**Document source**:

▶

Persuadé que son pays, dont il s'était autoproclamé roi des rois, méritait sa place au rang des grandes nations, Mohammad Reza Pahlavi s'est lancé en 1971 dans l'organisation d'un grand banquet en plein désert à l'occasion des 2500 ans de l'Empire perse, un événement raconté avec délice dans le documentaire danois "L'exubérant banquet du shah", diffusé dimanche sur RTS Deux (à revoir ci-dessus).
La fête, à laquelle les 600 personnes les plus puissantes de la planète ont été conviées, passe pour l'une des plus luxueuses de l'histoire: elle aurait coûté 200 millions de livres sterling, selon certaines estimations.
Trois jours de fastes et d'exubérance
Et de fait, pour ces trois jours fastes, le shah n'avait pas lésiné sur les moyens: des kilomètres de soie déroulés, 18 tonnes de nourriture servies, 2500 bouteilles de champagne débouchées...

◀

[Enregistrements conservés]
▶

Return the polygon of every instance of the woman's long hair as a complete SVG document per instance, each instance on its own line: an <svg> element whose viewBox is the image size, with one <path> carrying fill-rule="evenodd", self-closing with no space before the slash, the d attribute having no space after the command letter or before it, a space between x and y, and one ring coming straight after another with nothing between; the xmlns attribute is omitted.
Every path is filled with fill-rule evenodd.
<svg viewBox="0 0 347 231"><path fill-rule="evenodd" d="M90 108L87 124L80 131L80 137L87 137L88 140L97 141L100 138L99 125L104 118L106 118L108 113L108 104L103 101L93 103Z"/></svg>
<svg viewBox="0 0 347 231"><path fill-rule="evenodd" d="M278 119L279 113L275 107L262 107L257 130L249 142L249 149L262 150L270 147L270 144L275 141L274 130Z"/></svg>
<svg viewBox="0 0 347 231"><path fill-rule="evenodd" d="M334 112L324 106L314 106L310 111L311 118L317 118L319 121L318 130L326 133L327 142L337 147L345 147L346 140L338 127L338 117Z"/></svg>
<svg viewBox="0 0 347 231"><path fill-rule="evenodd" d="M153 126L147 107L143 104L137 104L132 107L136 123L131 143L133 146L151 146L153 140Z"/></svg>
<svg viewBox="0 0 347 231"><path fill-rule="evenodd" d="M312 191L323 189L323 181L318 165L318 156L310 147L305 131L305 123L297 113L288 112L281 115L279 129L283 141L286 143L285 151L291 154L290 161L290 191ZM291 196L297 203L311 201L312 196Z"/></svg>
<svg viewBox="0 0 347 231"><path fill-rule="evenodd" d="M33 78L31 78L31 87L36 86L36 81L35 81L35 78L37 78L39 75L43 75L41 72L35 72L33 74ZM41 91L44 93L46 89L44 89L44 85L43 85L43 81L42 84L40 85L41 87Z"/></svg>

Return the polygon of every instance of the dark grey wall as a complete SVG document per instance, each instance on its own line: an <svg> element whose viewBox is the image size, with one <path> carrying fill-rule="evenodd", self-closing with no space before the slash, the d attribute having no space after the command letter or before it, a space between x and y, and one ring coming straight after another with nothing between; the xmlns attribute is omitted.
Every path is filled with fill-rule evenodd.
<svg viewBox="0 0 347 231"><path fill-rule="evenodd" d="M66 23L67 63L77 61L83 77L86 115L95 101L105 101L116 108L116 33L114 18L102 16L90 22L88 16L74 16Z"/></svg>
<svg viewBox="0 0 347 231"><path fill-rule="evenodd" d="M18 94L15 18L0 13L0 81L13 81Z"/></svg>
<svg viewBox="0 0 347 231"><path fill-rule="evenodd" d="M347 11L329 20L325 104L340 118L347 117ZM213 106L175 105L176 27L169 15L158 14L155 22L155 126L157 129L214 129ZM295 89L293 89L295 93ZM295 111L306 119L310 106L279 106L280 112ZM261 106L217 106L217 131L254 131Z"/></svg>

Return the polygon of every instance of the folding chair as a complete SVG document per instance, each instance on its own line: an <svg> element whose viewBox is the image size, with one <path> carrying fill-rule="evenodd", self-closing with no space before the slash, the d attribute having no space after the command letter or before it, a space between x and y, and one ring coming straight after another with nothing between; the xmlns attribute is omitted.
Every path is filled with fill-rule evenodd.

◀

**Travail demandé**: Reproduisez sans rien changer le passage du texte sur le banquet du shah, depuis « La fête, à laquelle » jusqu'à « de champagne débouchées... » inclus. Ce matériel n'est pas nécessaire.

**Exercice corrigé**:
La fête, à laquelle les 600 personnes les plus puissantes de la planète ont été conviées, passe pour l'une des plus luxueuses de l'histoire: elle aurait coûté 200 millions de livres sterling, selon certaines estimations.
Trois jours de fastes et d'exubérance
Et de fait, pour ces trois jours fastes, le shah n'avait pas lésiné sur les moyens: des kilomètres de soie déroulés, 18 tonnes de nourriture servies, 2500 bouteilles de champagne débouchées...